Records from a point annotation dataset
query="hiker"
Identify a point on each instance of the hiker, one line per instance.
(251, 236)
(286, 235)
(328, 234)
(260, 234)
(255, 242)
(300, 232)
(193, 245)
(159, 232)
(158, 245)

*EXERCISE DESCRIPTION:*
Render every line of the records above as a JSON list of strings, with one string per line and any blank lines omitted.

*WRITTEN RESPONSE:*
[
  "query=\"hiker\"",
  "Identify a point on each instance of the hiker, one line per instance.",
  "(251, 236)",
  "(286, 235)",
  "(328, 234)",
  "(260, 234)",
  "(255, 242)",
  "(300, 232)",
  "(193, 245)",
  "(159, 232)",
  "(158, 245)"
]